> _Selected text_:
##############################

Whether you want to collect passive income or record market-beating returns, investing in dividend-paying companies can help you achieve both goals. And with the equities market currently experiencing a downturn, many dividend stocks look reasonably valued. Income-seeking investors have plenty of options from which to choose.

Let's consider two of them: Biotech giant Gilead Sciences (GILD 1.06%) and generic drug specialist Viatris (VTRS 1.27%). Here's why both healthcare companies are worth purchasing for dividend-seeking investors. 

GILD Chart

GILD data by YCharts.

1. Gilead Sciences

The past two years have been rough for Gilead Sciences. The company failed to earn regulatory authorization for two highly promising candidates while sales growth in its HIV franchise has been hindered due to the loss of patent exclusivity for some of its products. Thankfully, there are also some bright spots for the company.

Gilead Sciences has been one of the most successful drugmakers in the coronavirus market. The company's antiviral, Veklury, was one of the first to earn authorization and approval from the U.S. Food and Drug Administration (FDA) to treat COVID-19. Although many more variants of the virus that causes the disease have emerged since the medicine first earned authorization in the U.S. in May 2020, Veklury remains a vital tool in our fight against the pandemic.

By contrast, some therapies that earned authorization after Veklury seem less effective against newer variants. That's the case for Regeneron's REGEN-COV. In January, the FDA revised REGEN-COV's authorization, limiting its use only to those patients who are likely to have been infected by a variant of the coronavirus against which the antibody cocktail is likely to be effective.

##############################

> _Actions to take_:
1. Translate this sentence from the dividend-stock article into Spanish: "Gilead Sciences has been one of the most successful drugmakers in the coronavirus market."
2. Name every organization that the dividend-stock article mentions.
3. Carry on the dividend-stock article from its final sentence.
The data that follow have nothing to do with the dividend-stock article.

> _Supplied material_:
##############################

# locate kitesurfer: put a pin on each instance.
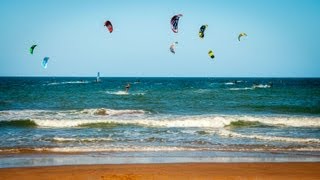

##############################

> _Exercise answers_:
1. Gilead Sciences ha sido una de las farmacéuticas más exitosas en el mercado del coronavirus.

2. Gilead Sciences, Viatris, YCharts, the U.S. Food and Drug Administration (FDA), Regeneron

3.
COVID-19 is still with us, and it may become endemic. Veklury's ability to remain relevant after all this time is impressive, and the medicine could continue to contribute to Gilead Sciences' top line for a while. Further, despite recent setbacks, Gilead Sciences' is still one of the leading companies in the HIV market. As of the first quarter, the company held a 75% share of the HIV drug space.

Some of the company's medicine in this segment, especially Biktarvy and Descovy, continue to perform well. HIV screening and diagnosis remain below their pre-pandemic levels. Once that changes, Gilead Sciences' performance in this area should improve. Gilead Sciences has a pipeline full of exciting programs. It is currently running more than 50 clinical trials.

Despite recent regulatory headwinds, investors can expect Gilead Sciences to get back on track and earn important approvals sooner than later. That will help the company's revenue and earnings growth continue in the right direction. Gilead Sciences offers a juicy dividend yield of 4.81% and a conservative cash payout ratio of 36.5%.

The company's forward price-to-earnings (P/E) ratio is a modest 9.2, compared to the biotech industry's average of 12.5. For long-term dividend investors, this biotech stock is a great pick. 

2. Viatris

Generic drug manufacturer Viatris has easily lagged the market since it started trading publicly in November 2020. Perhaps there are good reasons behind this lackluster performance. Viatris was formed when the generic drug specialist formerly known as Mylan merged with Pfizer's off-patent medicine unit, Upjohn. Pfizer shed this segment for a reason; it had become a dead weight on its top line.

And Viatris seems to have inherited some of Upjohn's problems. Sales growth has been unimpressive and, in some cases, nonexistent. With that said, Viatris' forward P/E is just 2.8. Even with the company's issues, it looks too attractive at current levels, especially given relatively recent developments.

Viatris is selling its biosimilar portfolio to India-based Biocon Biologics for about $3.3 billion. The price represents a substantial premium over the estimated adjusted EBITDA (earnings before interest, taxes, depreciation, and amortization) of Viatris' biosimilar portfolio for 2022.

The company will be able to use the proceeds from this transaction, which should close in the second half of this year, to invest back into the business. Meanwhile, Viatris expects roughly $600 million in revenue in 2022 from new product launches. A more focused business (thanks to the transaction with Biocon Biologics) coupled with new products and the funds to invest heavily in research and development should help propel revenue and earnings growth for Viatris.

Meanwhile, the drugmaker intends to reward shareholders with dividend growth and share buybacks.  Viatris currently offers a yield of 4.93% and a modest cash payout ratio of 19.6% that leaves plenty of room for future dividend hikes. Viatris may not be the most exciting company, but income seekers will find what they are looking for with the drugmaker.